▶ _WHAT THE EXERCISE ASKS_
Please print exactly the lines running from the one that contains "Where can you spot the orange flower" to the end of the data, with both lines included.

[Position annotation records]
** start **

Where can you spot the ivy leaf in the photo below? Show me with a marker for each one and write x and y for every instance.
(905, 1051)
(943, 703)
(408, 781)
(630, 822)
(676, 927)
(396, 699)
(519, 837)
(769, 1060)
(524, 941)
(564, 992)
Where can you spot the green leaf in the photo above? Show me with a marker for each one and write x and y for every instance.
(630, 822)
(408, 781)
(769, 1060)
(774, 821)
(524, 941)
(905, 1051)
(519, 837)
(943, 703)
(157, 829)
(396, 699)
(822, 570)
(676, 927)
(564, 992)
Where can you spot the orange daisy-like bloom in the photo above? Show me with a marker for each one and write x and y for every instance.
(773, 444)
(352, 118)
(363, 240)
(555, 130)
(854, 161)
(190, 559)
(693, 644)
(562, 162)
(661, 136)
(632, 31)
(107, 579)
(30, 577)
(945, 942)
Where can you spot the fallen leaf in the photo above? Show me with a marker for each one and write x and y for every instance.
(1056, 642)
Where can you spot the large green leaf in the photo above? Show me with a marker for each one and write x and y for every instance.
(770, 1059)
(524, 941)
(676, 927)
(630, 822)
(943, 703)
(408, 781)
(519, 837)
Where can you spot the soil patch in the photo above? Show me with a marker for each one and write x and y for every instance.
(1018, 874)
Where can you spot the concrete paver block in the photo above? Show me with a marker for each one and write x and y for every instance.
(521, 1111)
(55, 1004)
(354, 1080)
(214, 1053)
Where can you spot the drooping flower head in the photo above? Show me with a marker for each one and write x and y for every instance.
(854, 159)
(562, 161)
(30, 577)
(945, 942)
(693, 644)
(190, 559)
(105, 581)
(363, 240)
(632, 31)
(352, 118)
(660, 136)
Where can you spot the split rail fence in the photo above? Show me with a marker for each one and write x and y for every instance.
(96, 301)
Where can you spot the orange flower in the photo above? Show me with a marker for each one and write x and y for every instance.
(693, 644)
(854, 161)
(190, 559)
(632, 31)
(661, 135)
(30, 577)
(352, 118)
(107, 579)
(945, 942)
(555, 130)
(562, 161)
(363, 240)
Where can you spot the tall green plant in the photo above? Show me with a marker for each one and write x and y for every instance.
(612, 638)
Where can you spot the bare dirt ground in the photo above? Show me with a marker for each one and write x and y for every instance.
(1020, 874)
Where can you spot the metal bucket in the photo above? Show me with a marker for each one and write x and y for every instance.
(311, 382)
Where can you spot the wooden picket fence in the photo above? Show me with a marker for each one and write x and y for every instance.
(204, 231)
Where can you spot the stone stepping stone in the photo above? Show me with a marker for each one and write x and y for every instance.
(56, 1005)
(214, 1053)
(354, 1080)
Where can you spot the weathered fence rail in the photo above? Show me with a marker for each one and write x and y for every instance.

** end **

▶ _PROBLEM SOLUTION_
Where can you spot the orange flower in the photo above? Show me with a marker for each one and write x and y for every instance.
(693, 644)
(854, 161)
(190, 559)
(632, 31)
(661, 135)
(30, 577)
(352, 118)
(107, 579)
(945, 942)
(555, 130)
(562, 161)
(363, 240)
Where can you spot the tall green plant in the photo above? Show me with a marker for each one and write x and y for every instance.
(612, 638)
Where can you spot the bare dirt ground in the photo above? Show me with a marker for each one and write x and y for every instance.
(1020, 874)
Where can you spot the metal bucket in the photo above? Show me with a marker for each one and write x and y for every instance.
(311, 382)
Where can you spot the wooden picket fence in the photo above? Show me with a marker for each one and write x and y for every instance.
(204, 231)
Where can you spot the stone stepping stone in the photo above? Show me with a marker for each one and write x and y for every instance.
(56, 1005)
(214, 1053)
(354, 1080)
Where can you spot the weathered fence rail in the photo above? Show me with a marker for each one and write x and y for every instance.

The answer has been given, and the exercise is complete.